■ Brief ■
The word "pastry" may appear in lines of the data; say how many such lines there are, with nothing beyond the number.

■ Information given ■
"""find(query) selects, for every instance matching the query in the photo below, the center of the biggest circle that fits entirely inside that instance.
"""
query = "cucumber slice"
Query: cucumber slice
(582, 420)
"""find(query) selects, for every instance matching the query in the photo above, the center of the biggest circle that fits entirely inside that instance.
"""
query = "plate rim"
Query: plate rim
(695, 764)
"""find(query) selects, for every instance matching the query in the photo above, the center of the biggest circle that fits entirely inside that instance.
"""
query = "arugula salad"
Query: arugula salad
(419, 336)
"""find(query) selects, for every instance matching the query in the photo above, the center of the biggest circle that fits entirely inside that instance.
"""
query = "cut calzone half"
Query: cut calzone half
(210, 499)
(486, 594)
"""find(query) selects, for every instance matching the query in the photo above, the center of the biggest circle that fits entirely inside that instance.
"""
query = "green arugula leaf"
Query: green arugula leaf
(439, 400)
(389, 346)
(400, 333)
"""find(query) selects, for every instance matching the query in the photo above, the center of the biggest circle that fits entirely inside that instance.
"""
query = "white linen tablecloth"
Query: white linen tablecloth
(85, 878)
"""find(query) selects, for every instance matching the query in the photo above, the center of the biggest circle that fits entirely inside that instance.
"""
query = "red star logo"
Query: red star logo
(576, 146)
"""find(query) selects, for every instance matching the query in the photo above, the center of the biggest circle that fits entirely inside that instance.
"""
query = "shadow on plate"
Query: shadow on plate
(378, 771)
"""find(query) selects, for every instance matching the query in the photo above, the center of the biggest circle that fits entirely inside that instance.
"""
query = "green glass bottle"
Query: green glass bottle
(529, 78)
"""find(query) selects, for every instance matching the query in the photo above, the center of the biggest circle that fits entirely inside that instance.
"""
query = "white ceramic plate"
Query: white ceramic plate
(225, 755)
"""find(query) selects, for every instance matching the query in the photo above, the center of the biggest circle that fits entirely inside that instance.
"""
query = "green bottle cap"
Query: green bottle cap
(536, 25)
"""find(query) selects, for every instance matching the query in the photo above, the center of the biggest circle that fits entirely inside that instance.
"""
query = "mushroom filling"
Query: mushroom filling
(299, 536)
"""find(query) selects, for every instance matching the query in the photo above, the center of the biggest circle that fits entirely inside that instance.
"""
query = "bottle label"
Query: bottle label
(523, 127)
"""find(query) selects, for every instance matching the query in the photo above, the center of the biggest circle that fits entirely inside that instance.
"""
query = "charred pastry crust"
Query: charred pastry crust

■ Answer for this exercise ■
2